- [Given exercise]:
Please rename "garment on rack" to "clothing item on rack" throughout the entries below, leaving everything else unchanged.

>> START Supplied data

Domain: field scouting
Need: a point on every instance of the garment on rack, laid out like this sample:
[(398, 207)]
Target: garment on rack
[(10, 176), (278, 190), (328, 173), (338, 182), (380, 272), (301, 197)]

>> END Supplied data

- [Solution for this exercise]:
Domain: field scouting
Need: a point on every instance of the clothing item on rack, laid out like this sample:
[(398, 207)]
Target: clothing item on rack
[(10, 176), (278, 190), (328, 173), (338, 182), (380, 272), (301, 197)]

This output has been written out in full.